Reproduce the records verbatim, beginning at the line that contains "Box every wood plank flooring you see." and ending after the line that contains "205, 263, 1000, 562", omitting the pictures.

============================================================

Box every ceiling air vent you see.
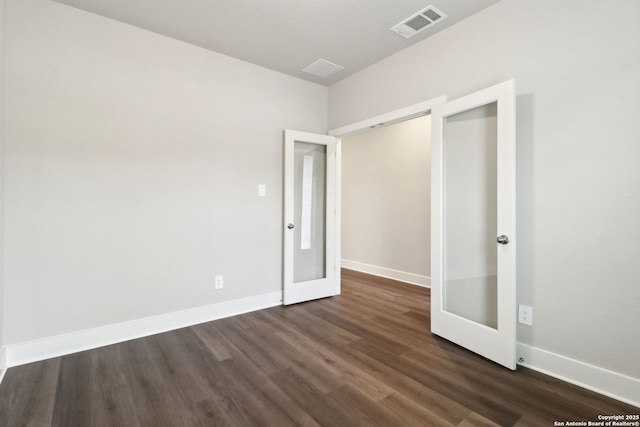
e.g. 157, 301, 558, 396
391, 6, 447, 39
302, 59, 344, 79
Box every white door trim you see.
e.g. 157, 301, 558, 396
431, 80, 516, 369
282, 129, 340, 305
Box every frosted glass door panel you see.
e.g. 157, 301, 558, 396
293, 141, 327, 283
443, 102, 498, 328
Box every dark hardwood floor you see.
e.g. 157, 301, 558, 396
0, 270, 640, 427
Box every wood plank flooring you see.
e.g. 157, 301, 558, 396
0, 270, 640, 427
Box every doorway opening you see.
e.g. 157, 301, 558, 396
329, 96, 446, 293
338, 114, 431, 286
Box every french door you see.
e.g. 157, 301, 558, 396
431, 80, 516, 369
283, 130, 340, 305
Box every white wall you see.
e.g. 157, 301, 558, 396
341, 116, 431, 284
4, 0, 327, 344
329, 0, 640, 384
0, 0, 6, 368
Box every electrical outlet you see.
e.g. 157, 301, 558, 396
214, 274, 224, 289
518, 304, 533, 326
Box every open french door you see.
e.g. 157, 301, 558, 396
431, 80, 516, 369
283, 130, 340, 305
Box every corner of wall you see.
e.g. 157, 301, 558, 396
0, 346, 8, 384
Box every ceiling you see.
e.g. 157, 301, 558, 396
55, 0, 500, 85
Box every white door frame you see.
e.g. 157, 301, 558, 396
431, 80, 516, 369
328, 96, 447, 295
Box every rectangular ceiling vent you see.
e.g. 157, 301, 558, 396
391, 6, 447, 39
302, 59, 344, 79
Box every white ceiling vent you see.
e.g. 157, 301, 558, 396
391, 6, 447, 39
302, 59, 344, 79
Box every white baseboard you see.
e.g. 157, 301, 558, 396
341, 259, 431, 288
516, 343, 640, 408
5, 291, 282, 367
0, 347, 8, 384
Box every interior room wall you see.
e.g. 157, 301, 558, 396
4, 0, 327, 344
0, 0, 6, 366
329, 0, 640, 384
341, 116, 431, 285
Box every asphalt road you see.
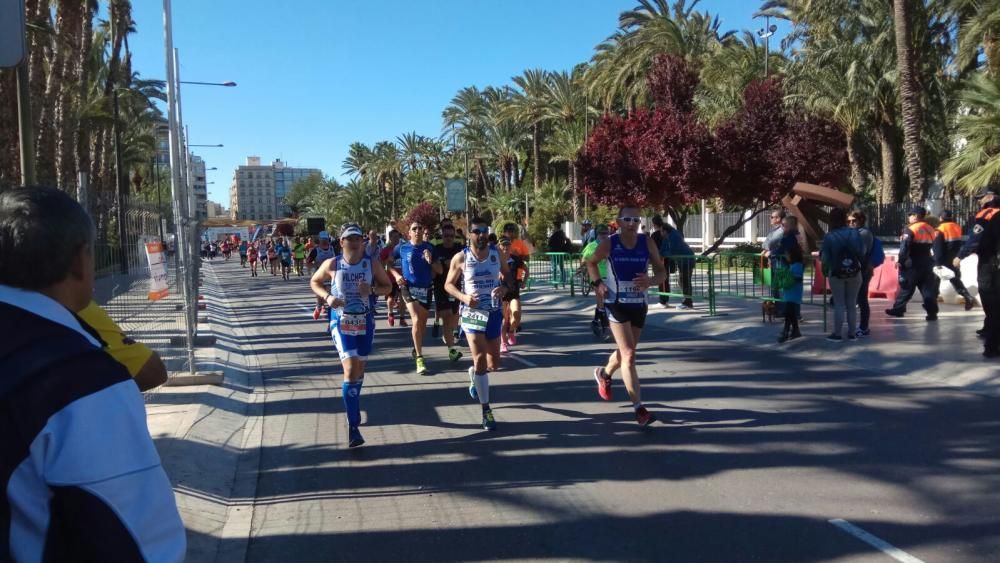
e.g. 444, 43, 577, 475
205, 263, 1000, 562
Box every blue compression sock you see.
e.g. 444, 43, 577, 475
341, 381, 363, 428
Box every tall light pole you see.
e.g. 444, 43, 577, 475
754, 15, 778, 78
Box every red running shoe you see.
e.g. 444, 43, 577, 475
594, 368, 611, 401
635, 407, 656, 426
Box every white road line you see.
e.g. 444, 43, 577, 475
503, 352, 538, 368
827, 518, 924, 563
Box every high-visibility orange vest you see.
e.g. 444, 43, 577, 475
906, 221, 936, 244
976, 207, 1000, 221
938, 221, 962, 242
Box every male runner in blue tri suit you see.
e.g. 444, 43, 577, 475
586, 206, 667, 426
309, 224, 392, 448
391, 223, 434, 375
444, 218, 508, 430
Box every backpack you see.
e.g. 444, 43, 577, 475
831, 231, 864, 279
868, 237, 885, 268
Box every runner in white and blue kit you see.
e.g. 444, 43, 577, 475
587, 207, 667, 426
444, 218, 508, 430
309, 224, 392, 448
391, 223, 434, 375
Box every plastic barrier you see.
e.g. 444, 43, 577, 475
868, 256, 899, 301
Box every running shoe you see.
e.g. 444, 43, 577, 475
469, 366, 479, 399
483, 410, 497, 432
594, 368, 611, 401
635, 407, 656, 426
347, 426, 365, 448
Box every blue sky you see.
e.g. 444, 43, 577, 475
129, 0, 786, 207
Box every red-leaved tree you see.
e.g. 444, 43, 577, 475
577, 55, 848, 254
400, 201, 441, 234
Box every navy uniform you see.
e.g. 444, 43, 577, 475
885, 206, 941, 321
956, 190, 1000, 358
934, 209, 976, 311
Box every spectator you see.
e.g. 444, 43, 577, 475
761, 209, 785, 317
778, 244, 805, 343
77, 301, 167, 391
820, 207, 864, 342
847, 209, 885, 338
660, 223, 694, 310
0, 188, 186, 561
580, 219, 597, 247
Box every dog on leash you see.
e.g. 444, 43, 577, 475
760, 301, 778, 323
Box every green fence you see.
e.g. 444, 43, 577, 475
526, 252, 827, 325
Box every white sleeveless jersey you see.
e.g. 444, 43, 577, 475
462, 245, 500, 309
333, 256, 375, 314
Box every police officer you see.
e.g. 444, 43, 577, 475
952, 188, 1000, 358
885, 205, 941, 321
934, 209, 976, 311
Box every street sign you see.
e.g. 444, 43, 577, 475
0, 0, 26, 68
445, 178, 465, 213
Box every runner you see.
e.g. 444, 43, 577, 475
292, 238, 306, 276
278, 240, 292, 281
445, 218, 510, 430
587, 206, 667, 426
500, 223, 531, 348
309, 224, 392, 448
433, 223, 462, 362
390, 223, 434, 375
580, 224, 611, 340
240, 240, 248, 268
379, 229, 406, 327
247, 244, 257, 278
306, 231, 336, 321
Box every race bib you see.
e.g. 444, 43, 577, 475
618, 282, 646, 303
462, 308, 490, 332
410, 286, 429, 302
340, 313, 368, 336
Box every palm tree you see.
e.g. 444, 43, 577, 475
508, 69, 550, 192
942, 73, 1000, 193
892, 0, 927, 201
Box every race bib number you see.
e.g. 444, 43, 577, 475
410, 286, 428, 302
618, 282, 646, 303
340, 313, 368, 336
462, 309, 490, 332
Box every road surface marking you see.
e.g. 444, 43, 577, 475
827, 518, 924, 563
505, 353, 538, 368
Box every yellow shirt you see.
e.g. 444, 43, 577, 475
77, 301, 153, 377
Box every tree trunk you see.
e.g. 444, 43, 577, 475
55, 0, 90, 193
875, 121, 899, 203
846, 133, 865, 195
569, 161, 580, 224
531, 121, 542, 194
893, 0, 927, 202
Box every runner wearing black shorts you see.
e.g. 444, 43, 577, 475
433, 223, 462, 362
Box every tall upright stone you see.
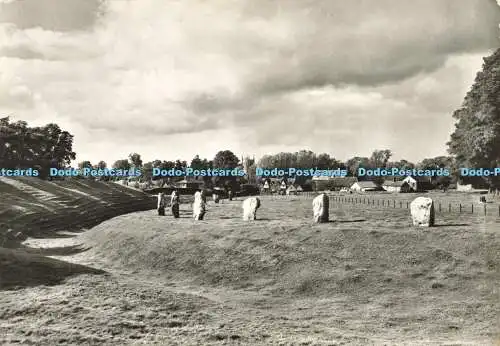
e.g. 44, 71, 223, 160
193, 190, 207, 220
410, 197, 435, 227
170, 191, 180, 219
312, 193, 330, 223
242, 197, 260, 221
156, 192, 166, 216
212, 193, 220, 203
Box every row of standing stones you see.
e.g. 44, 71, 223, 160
312, 193, 435, 227
159, 191, 435, 227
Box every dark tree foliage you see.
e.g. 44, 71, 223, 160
448, 49, 500, 188
213, 150, 240, 169
0, 117, 76, 178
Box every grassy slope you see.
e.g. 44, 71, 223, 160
0, 178, 155, 237
72, 199, 500, 344
0, 191, 500, 345
0, 178, 155, 289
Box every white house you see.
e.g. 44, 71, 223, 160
176, 179, 204, 189
403, 176, 433, 191
382, 180, 410, 192
351, 181, 380, 191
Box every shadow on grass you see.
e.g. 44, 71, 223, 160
0, 248, 107, 290
19, 245, 91, 256
434, 223, 470, 227
328, 219, 366, 223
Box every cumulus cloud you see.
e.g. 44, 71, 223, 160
0, 0, 500, 163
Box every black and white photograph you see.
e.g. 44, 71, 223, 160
0, 0, 500, 346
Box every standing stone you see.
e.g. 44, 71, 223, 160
410, 197, 435, 227
193, 191, 207, 220
156, 192, 166, 216
170, 191, 180, 219
212, 193, 219, 203
312, 193, 330, 223
242, 197, 260, 221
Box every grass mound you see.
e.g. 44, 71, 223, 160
0, 248, 104, 289
0, 177, 155, 239
84, 200, 500, 296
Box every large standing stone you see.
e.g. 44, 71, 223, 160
312, 193, 330, 223
410, 197, 435, 227
212, 193, 220, 203
170, 191, 180, 219
193, 191, 207, 220
157, 192, 166, 216
242, 197, 260, 221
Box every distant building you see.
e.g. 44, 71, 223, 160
312, 176, 358, 191
350, 181, 381, 192
382, 180, 411, 192
286, 185, 297, 195
176, 179, 204, 189
403, 176, 434, 191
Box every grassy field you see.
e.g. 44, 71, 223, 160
0, 194, 500, 345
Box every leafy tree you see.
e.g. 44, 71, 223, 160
142, 162, 153, 181
447, 49, 500, 189
345, 156, 371, 176
113, 159, 130, 170
189, 155, 205, 169
78, 161, 92, 169
96, 161, 107, 169
128, 153, 142, 168
370, 149, 392, 168
213, 150, 240, 169
0, 117, 76, 178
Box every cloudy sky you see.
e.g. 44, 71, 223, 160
0, 0, 500, 163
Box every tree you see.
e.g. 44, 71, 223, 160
370, 149, 392, 168
0, 117, 76, 178
189, 155, 205, 169
113, 159, 130, 170
142, 162, 153, 181
213, 150, 240, 169
128, 153, 142, 168
447, 49, 500, 189
96, 161, 106, 169
78, 161, 92, 169
345, 156, 370, 176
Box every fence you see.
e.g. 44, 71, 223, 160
262, 192, 500, 216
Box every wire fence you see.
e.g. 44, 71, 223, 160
262, 192, 500, 216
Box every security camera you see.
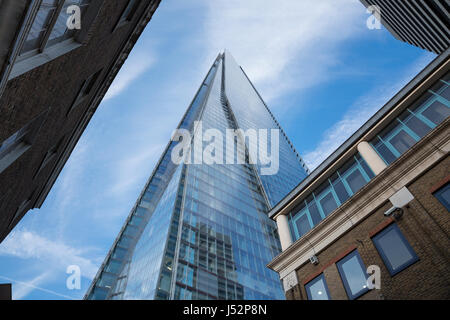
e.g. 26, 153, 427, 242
384, 207, 403, 220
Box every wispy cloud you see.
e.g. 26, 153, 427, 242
303, 53, 433, 169
0, 272, 73, 300
0, 229, 98, 282
104, 52, 155, 100
205, 0, 366, 100
109, 144, 163, 195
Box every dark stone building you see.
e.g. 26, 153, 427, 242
0, 0, 160, 241
269, 49, 450, 300
360, 0, 450, 54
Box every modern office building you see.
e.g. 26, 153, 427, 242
268, 49, 450, 300
361, 0, 450, 54
0, 0, 160, 242
85, 52, 308, 299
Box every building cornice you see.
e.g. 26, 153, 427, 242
269, 48, 450, 220
33, 0, 161, 208
267, 118, 450, 278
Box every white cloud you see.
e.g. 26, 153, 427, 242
0, 272, 73, 300
109, 144, 163, 196
0, 229, 98, 281
303, 53, 433, 170
104, 52, 155, 100
205, 0, 367, 101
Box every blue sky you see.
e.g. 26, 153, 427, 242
0, 0, 434, 299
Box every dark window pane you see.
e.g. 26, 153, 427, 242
358, 158, 375, 179
320, 192, 337, 216
422, 101, 450, 125
305, 274, 330, 300
389, 130, 416, 154
405, 115, 431, 138
439, 87, 450, 101
345, 170, 367, 193
308, 202, 322, 225
295, 214, 311, 237
334, 180, 350, 203
373, 224, 418, 275
336, 250, 368, 299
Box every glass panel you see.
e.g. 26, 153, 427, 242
373, 225, 416, 272
20, 5, 56, 54
106, 260, 121, 273
439, 86, 450, 101
295, 214, 311, 237
375, 141, 397, 164
345, 169, 367, 193
305, 275, 330, 300
389, 130, 416, 154
358, 157, 375, 179
422, 101, 450, 125
405, 114, 431, 138
337, 251, 367, 299
308, 202, 322, 225
320, 192, 337, 216
333, 179, 350, 203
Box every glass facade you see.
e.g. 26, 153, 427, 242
86, 53, 307, 300
371, 75, 450, 165
288, 74, 450, 240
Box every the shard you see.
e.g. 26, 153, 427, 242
85, 52, 308, 300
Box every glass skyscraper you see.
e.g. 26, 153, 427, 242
85, 52, 308, 299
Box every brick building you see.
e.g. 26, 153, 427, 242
268, 49, 450, 300
0, 0, 160, 242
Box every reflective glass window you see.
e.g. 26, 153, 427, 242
372, 224, 419, 276
305, 273, 331, 300
336, 250, 369, 300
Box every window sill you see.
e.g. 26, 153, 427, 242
8, 39, 82, 80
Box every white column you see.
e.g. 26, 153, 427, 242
358, 141, 387, 175
276, 214, 292, 251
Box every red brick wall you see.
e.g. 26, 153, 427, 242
286, 157, 450, 300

============================================================

# [EXERCISE SOLUTION]
Box every wood plank flooring you see.
e.g. 157, 301, 558, 396
0, 270, 640, 427
Box every doorway opening you see.
e.g. 157, 301, 558, 396
329, 96, 446, 293
338, 114, 431, 286
Box every french door you see.
e.g. 157, 301, 558, 396
431, 80, 516, 369
283, 130, 340, 305
Box every white wall you see.
e.g. 157, 301, 558, 396
341, 116, 431, 284
4, 0, 327, 344
329, 0, 640, 384
0, 0, 6, 368
Box every electrical outlet you see.
e.g. 157, 301, 558, 396
214, 274, 224, 289
518, 304, 533, 326
Box every open french door you see.
e.g. 157, 301, 558, 396
431, 80, 516, 369
283, 130, 340, 305
Box every corner of wall you see.
e.g. 157, 301, 558, 396
0, 346, 8, 384
Box every ceiling you see.
e.g. 157, 301, 558, 396
55, 0, 500, 85
Box every white door frame you see.
e.g. 157, 301, 558, 396
431, 80, 516, 369
328, 96, 447, 295
Box every rectangular ceiling vent you see.
e.g. 157, 301, 558, 396
391, 6, 447, 39
302, 59, 344, 79
Box every white ceiling vent you see.
e.g. 157, 301, 558, 396
391, 6, 447, 39
302, 59, 344, 79
Box every white baseboard you see.
e.g. 157, 301, 558, 396
341, 259, 431, 288
516, 343, 640, 408
5, 291, 282, 367
0, 347, 8, 384
Box every interior room wall you see.
e.g. 157, 301, 558, 396
4, 0, 327, 344
0, 0, 6, 366
329, 0, 640, 384
341, 116, 431, 285
Box every asphalt road you see.
e.g. 444, 43, 577, 475
205, 263, 1000, 562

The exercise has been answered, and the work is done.